# НАБОР ЗАДАНИЙ:
- 1) Отрывок посвящён политике исторической памяти на Востоке Балтийского региона. Почему, согласно этому отрывку, нынешние контуры политики памяти в постсоветских странах региона стали вырисовываться почти сразу после коллапса коммунистических режимов? Ответьте одним-двумя предложениями.
- 2) Продолжите отрывок о политике исторической памяти на Востоке Балтийского региона. Начните сразу после его последнего предложения.

# ИЗБРАННЫЙ ОТРЫВОК:
○ ○ ○
В-третьих, важным было и то обстоятельство, что на Востоке Балтийского региона формирование современных наций во многих случаях предшествовало становлению национальных государств (см., например, [18] и др.). Первые в Западной Европе нации (этнические, а затем и политические, гражданские) были долговременным историческим продуктом образования территориально целостных государств, давно преодолевших политическую раздробленность. Латвия же, Эстония и Финляндия впервые обрели политическую независимость только в XX в. (после Великой войны 1914-1918 гг.). Правда, совершенно иначе на этом фоне выглядят две другие страны Востока Балтийского региона — Польша и Литва, с традициями государственности, заложенными ещё в средние века. Но и в них она после разделов Речи Посполитой была, как известно, утрачена и восстановлена также лишь в XX в. В этих странах (но, прежде всего, конечно же, в Польше) коллективная память об историческом прошлом была мощным драйвером развития национального самосознания на протяжении всей эпохи «утраченной самостийности». Во всех восточнобалтийских странах исторический дискурс обретения / реобретения государственности стал важнейшим лейтмотивом национальной самоидентификации и выстраивания (уже в конце XX — начале XXI вв.) современной политики памяти. В Литве, Латвии и Эстонии дополнительным катализатором данного процесса была их инкорпорация с 1940 г. в состав СССР и последующая борьба за сецессию и национальный суверенитет, завершившаяся успехом в 1990-1991 гг.

В-четвёртых, колоссальное воздействие на нарратив, проблематику и основные направления современной исторической политики во всех восточнобалтийских странах (Польше, России, Литве, Латвии, Эстонии, Финляндии) оказывает память о Второй мировой войне. Разные интерпретации и реинтерпретации её причин, хода и последствий находятся в самом фокусе политики памяти в этих государствах.

В разных странах Востока Балтийского региона политика исторической памяти имеет свои характерные особенности, отражающие, в т. ч. и историко-географиче-скую специфику их развития. Все постсоветские страны этого региона объединяет

то обстоятельство, что нынешние контуры политики памяти в них стали вырисовываться практически сразу же с коллапсом коммунистических режимов и социалистической системы в Центральной и Восточной Европе, что было связано с быстрым подъёмом в этих странах национального самосознания.

В Польше это было выражено особенно отчётливо. Правда, в этой стране с середины первого десятилетия XXI в. во главу угла были поставлены идеологемы возрождаемого неоконсерватизма (мало популярного в 1990-е гг.), а политика исторической памяти стала всё более опираться на принципы этнического национализма, в духе польских патриотических традиций XIX столетия [41].

Особую специфику имеет политика памяти на землях, присоединённых к Польше по итогам Второй мировой войны, где ещё во второй половине 1940-х гг. произошла радикальная трансформация этнической структуры социума вследствие обусловленных послевоенными реалиями массовых миграций населения [5; 25]. В Вармии и Мазурах, в бывшей Восточной и Центральной Померании и более удалённой от Балтики Силезии, произошло масштабное замещение немецкого населения польским. Политика памяти на этих землях на протяжении всей истории ПНР носила ярко выраженный полоноцентристский характер [6; 35]. Более сбалансированный характер она приобрела после падения коммунистического режима.
○ ○ ○
# ИЗВЛЕЧЁННЫЕ ДАННЫЕ:

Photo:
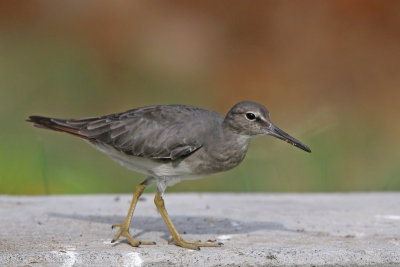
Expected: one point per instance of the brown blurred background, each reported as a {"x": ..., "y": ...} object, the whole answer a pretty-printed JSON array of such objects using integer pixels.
[{"x": 329, "y": 72}]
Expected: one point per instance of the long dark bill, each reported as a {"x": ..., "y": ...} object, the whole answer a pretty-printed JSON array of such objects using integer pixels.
[{"x": 278, "y": 133}]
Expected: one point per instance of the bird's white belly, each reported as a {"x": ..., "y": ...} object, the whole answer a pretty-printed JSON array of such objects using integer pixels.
[{"x": 154, "y": 168}]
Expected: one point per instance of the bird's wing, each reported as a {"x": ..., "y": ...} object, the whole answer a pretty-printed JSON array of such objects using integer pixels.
[{"x": 159, "y": 132}]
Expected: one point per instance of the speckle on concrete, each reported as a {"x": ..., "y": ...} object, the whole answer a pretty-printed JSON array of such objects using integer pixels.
[{"x": 256, "y": 229}]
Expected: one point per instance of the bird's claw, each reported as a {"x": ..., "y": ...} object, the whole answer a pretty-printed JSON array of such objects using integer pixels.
[{"x": 124, "y": 231}]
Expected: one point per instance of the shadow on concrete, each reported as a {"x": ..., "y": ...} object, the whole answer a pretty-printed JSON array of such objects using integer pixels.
[{"x": 184, "y": 224}]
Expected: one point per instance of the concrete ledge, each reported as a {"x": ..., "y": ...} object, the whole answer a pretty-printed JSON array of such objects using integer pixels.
[{"x": 257, "y": 229}]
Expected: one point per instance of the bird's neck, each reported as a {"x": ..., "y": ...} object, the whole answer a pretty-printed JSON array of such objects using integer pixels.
[{"x": 231, "y": 148}]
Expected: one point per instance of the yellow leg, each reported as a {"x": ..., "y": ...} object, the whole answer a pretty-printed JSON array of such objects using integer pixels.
[
  {"x": 124, "y": 227},
  {"x": 176, "y": 237}
]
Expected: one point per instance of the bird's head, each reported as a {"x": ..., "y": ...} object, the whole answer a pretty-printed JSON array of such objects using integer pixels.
[{"x": 252, "y": 119}]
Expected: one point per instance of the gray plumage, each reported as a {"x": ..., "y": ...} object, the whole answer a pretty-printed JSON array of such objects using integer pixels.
[{"x": 173, "y": 142}]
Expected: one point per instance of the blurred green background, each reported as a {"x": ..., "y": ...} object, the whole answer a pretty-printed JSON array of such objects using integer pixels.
[{"x": 329, "y": 72}]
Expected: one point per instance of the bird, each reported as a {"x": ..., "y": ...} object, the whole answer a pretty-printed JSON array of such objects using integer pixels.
[{"x": 171, "y": 143}]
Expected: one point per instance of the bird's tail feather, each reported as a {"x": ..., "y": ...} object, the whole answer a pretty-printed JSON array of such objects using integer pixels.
[{"x": 62, "y": 125}]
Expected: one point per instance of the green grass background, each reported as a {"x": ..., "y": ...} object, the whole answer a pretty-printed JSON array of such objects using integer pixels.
[{"x": 338, "y": 95}]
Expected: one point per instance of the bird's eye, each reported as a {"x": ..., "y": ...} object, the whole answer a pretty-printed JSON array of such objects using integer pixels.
[{"x": 250, "y": 116}]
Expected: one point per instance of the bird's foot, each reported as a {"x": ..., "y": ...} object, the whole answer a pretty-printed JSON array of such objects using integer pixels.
[
  {"x": 193, "y": 245},
  {"x": 124, "y": 231}
]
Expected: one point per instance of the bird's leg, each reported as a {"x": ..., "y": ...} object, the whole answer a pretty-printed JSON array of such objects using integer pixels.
[
  {"x": 124, "y": 227},
  {"x": 176, "y": 237}
]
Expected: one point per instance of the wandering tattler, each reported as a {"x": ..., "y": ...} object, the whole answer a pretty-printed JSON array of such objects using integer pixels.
[{"x": 171, "y": 143}]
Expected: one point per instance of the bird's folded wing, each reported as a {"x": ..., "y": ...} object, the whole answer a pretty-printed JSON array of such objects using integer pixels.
[{"x": 148, "y": 132}]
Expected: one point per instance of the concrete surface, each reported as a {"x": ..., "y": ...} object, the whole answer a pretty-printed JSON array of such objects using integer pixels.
[{"x": 257, "y": 229}]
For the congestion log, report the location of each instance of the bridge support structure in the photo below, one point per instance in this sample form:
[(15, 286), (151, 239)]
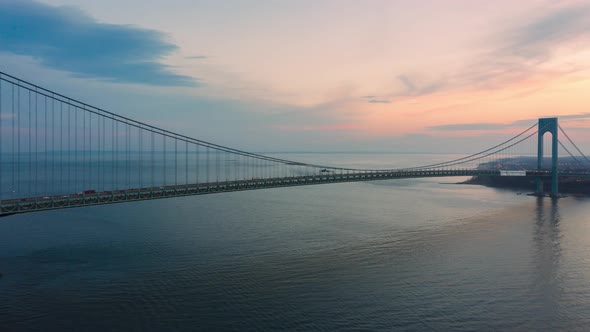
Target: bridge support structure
[(548, 125)]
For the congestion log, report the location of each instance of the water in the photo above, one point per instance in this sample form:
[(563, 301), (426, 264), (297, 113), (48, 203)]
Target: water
[(418, 254)]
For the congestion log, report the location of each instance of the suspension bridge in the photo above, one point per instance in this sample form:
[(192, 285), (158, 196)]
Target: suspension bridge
[(58, 152)]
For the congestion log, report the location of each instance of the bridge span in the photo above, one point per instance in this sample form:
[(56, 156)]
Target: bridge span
[(58, 152)]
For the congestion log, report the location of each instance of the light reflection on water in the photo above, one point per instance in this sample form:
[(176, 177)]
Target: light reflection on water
[(392, 255)]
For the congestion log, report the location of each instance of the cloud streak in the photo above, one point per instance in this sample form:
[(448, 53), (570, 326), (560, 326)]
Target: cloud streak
[(67, 39), (490, 126)]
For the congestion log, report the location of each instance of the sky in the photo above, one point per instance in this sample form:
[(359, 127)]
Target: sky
[(340, 75)]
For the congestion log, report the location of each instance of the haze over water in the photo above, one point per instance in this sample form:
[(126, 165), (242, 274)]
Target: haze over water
[(417, 254)]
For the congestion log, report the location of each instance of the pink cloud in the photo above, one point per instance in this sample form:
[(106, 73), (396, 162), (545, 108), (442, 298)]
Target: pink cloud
[(316, 128)]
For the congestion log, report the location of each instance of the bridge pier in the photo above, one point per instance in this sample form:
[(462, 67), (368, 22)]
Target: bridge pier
[(548, 125)]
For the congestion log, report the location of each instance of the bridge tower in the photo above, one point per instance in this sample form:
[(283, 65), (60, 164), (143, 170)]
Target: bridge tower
[(547, 125)]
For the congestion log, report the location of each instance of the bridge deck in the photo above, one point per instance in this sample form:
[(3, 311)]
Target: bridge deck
[(13, 206)]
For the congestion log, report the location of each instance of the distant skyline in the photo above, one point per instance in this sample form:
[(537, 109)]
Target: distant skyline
[(399, 76)]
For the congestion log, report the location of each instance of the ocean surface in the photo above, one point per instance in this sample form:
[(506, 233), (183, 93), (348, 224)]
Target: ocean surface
[(396, 255)]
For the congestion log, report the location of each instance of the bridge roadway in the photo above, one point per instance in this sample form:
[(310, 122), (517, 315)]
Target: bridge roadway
[(32, 204)]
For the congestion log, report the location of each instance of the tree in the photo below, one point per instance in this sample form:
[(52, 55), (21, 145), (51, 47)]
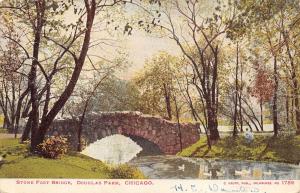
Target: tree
[(157, 85), (40, 15), (263, 89)]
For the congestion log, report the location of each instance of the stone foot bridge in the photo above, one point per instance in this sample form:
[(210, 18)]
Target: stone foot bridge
[(150, 132)]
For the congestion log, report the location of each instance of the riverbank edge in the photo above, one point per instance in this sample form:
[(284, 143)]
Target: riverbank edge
[(18, 163), (263, 148)]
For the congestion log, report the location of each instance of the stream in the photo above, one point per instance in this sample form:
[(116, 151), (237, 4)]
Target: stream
[(118, 149)]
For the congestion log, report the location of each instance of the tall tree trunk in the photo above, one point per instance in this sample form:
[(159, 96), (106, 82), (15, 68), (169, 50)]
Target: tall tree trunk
[(178, 123), (235, 131), (40, 11), (287, 110), (26, 131), (261, 115), (167, 101), (275, 118), (79, 62)]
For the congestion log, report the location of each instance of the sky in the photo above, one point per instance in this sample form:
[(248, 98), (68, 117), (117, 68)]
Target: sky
[(142, 47)]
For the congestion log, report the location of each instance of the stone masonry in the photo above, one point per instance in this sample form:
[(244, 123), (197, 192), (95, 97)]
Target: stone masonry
[(161, 132)]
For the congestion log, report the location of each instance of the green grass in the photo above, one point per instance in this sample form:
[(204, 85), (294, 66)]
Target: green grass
[(19, 164), (280, 149)]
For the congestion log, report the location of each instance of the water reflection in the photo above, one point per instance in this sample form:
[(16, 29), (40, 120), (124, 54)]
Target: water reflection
[(193, 168), (116, 149)]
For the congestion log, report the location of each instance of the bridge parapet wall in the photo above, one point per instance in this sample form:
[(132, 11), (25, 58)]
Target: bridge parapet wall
[(164, 133)]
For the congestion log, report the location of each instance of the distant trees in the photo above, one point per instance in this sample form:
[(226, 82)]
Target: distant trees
[(157, 85), (53, 41)]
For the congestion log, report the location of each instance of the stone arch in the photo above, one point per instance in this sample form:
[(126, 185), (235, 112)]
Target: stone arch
[(162, 133)]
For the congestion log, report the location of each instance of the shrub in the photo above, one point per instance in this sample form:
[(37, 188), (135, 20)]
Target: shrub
[(53, 147), (126, 172)]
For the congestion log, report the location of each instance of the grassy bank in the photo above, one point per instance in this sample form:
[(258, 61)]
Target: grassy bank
[(283, 149), (18, 164)]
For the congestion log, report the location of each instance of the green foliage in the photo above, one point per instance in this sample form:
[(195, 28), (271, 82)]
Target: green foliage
[(157, 82), (53, 147), (280, 149)]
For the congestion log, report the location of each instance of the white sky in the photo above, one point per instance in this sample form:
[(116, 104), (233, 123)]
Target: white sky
[(141, 47)]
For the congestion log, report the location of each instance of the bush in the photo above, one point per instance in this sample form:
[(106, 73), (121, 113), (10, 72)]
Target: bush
[(126, 172), (53, 147)]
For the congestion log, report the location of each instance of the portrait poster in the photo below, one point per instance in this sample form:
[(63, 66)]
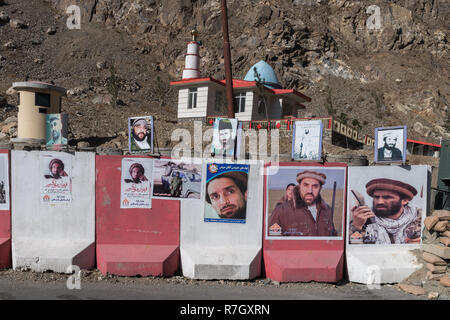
○ ○ ○
# ОТВЕТЫ К ЗАДАНИЯМ:
- 1) Это было связано с быстрым подъёмом национального самосознания в этих странах. Этот подъём сопровождал крах коммунистических режимов и социалистической системы в Центральной и Восточной Европе.

- 2)
В странах Балтии политика памяти в постсоветский период была в решающей мере ориентирована на формирование такой системы коллективных представлений об историческом прошлом, которая была бы адекватна дискурсу национального возрождения и государственной суверенизации и при этом встроена в современную политику в качестве инструмента решения новых насущных задач. При всём сходстве между тремя странами Балтии, историческая политика и «места памяти» в каждой из них отличаются глубоким своеобразием. Так, для Литвы огромное значение имеет восприятие памяти и исторический образ Великого княжества Литовского, наследие которого не только зримо проявляется в существующей и эволюционирующей сети «мест памяти», значимых для литовского общества и государства, но и широко используется для политических целей [2; 19]. Не случайно, что в 1918 г. при принятии Акта о независимости Литвы, в отличие от Латвии и Эстонии, провозглашалось именно «восстановление», а не «создание» государства. «Места памяти», связанные с этим средневековым государством, — важнейшие маркеры национальной идентичности, они сохраняли весомое значение даже в советский период. Показательно, что именно в Литве были осуществлены самые масштабные в республиках Балтии мемориальные проекты: по воссозданию Тракайского замка (в 1960-е гг.), а уже в после восстановления независимости — Дворца Государей в Нижнем замке Вильнюса (в 2000-е гг.).

Обретение независимости балтийскими странами в начале 1990-х гг. дало импульс подъёму национального самосознания в литовском, латвийском и эстонском обществе. Это особенно выпукло отразилось в процессах радикальной переоценки исторического прошлого советской эпохи, прежде всего — среди «титульных» этнических наций — литовской, латышской, эстонской. После распада СССР процессы формирования исторического сознания в странах Балтии протекали сложно и противоречиво; одним из узлов таких противоречий стали конфликты исторической памяти среди разных групп социума обретших независимость государств, граждан и «неграждан», разных этнических сообществ. Прежде всего, это характерно это для Эстонии и Латвии, в которых формирование и трансформация исторического созна-

ния, особенно в первые постсоветские годы, происходило без участия значительной части русскоязычного населения и беспрецедентного для Европы массового «без-гражданства». Восприятие событий предвоенного (до Второй мировой войны), военного и послевоенного периодов истории Латвии и Эстонии значительными частями русскоязычной и балтийских общин во многих отношениях было прямо противоположным; одни и те же «места памяти» стали зачастую приобретать диаметрально противоположные коннотации.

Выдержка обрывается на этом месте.